*PROBLEM STATEMENT*
Reproduce every line of the data below, including the requests, and raise each coordinate in the point answers by 55 while leaving the numbers in the requests and their sample formats unchanged. Omit the pictures from the reproduction.

*RAW DATA*
::::

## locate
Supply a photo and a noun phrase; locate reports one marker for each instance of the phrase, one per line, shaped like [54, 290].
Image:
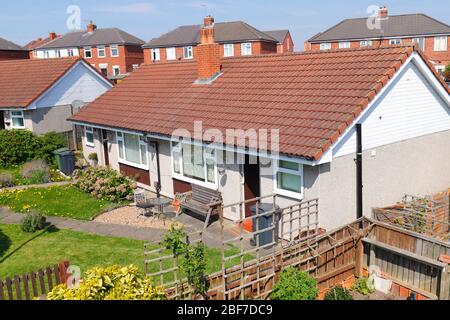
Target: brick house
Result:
[432, 36]
[44, 105]
[11, 51]
[235, 39]
[112, 51]
[166, 125]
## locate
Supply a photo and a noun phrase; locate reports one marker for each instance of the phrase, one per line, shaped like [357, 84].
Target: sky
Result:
[24, 20]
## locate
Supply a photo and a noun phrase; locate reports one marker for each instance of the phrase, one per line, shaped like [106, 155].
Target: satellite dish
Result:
[78, 104]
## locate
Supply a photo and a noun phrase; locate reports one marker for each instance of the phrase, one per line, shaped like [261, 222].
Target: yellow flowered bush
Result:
[111, 283]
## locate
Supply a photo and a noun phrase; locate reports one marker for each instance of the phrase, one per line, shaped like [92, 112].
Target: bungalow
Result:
[38, 95]
[357, 128]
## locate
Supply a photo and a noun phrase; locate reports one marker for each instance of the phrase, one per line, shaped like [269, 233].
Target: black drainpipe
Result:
[359, 182]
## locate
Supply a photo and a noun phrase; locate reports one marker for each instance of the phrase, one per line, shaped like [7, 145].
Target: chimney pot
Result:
[91, 27]
[383, 13]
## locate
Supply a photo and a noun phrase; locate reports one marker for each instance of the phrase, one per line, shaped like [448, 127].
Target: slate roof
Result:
[98, 37]
[10, 46]
[224, 32]
[23, 81]
[279, 35]
[310, 97]
[394, 26]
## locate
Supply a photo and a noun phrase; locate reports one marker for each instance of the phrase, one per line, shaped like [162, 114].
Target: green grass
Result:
[60, 201]
[22, 252]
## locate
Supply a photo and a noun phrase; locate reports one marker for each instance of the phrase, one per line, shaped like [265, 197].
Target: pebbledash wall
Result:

::::

*ANSWER TO THIS TASK*
## locate
Supply a photo and a noun phrase; locate reports one marker for each instance of the phrase, one per line, shaped like [54, 290].
Image:
Target: brick house
Result:
[487, 91]
[99, 160]
[66, 106]
[290, 94]
[167, 106]
[221, 180]
## locate
Supply a photo and a noun phrase; locate reports one marker for each instance of the phrase, one per line, shaped like [357, 84].
Target: sky
Result:
[79, 75]
## locate
Supply a photo and a noun phrase; locate reports one marker for each instance of the phrase, one per line, shaped like [106, 155].
Target: satellite dish
Result:
[133, 159]
## locate
Supply a photo and a noun phrase; locate reports one marker for each instance of the phrase, one per line, shaped like [261, 222].
Target: yellow flowered bush
Result:
[166, 338]
## locate
Supply a photo and a noun phrase; locate reports one marker for each instance of the phrase, one per line, shaped like [92, 112].
Target: bungalow
Result:
[93, 150]
[412, 183]
## locate
Supply a photo and a noun phrase; locate reports one marker for each instance of the phrase, one per line, shaped like [269, 233].
Target: black drainpipe
Result:
[414, 237]
## locate
Supply a photo and a noun phrase; locate reports one marker for each instance of the phrase, one per line, shaped like [7, 145].
Target: chimney pot
Result:
[146, 82]
[438, 68]
## locate
Supply a photo and a noun phrase; locate reports one marker for each instance of the phrase, one per line, shaped like [448, 127].
Target: slate roof
Result:
[153, 92]
[65, 101]
[279, 87]
[78, 136]
[334, 90]
[365, 152]
[449, 81]
## locate
Supply a photo and a noun phrase; locate reports one marker for each instance of the phrase, one per line, shaped like [162, 114].
Target: green grass
Result:
[115, 256]
[77, 307]
## locate
Supply a photo and a noun phrase; locate reports one marker for each instance of the phrase, one per line, shaped like [265, 197].
Target: pebbledash wall
Result:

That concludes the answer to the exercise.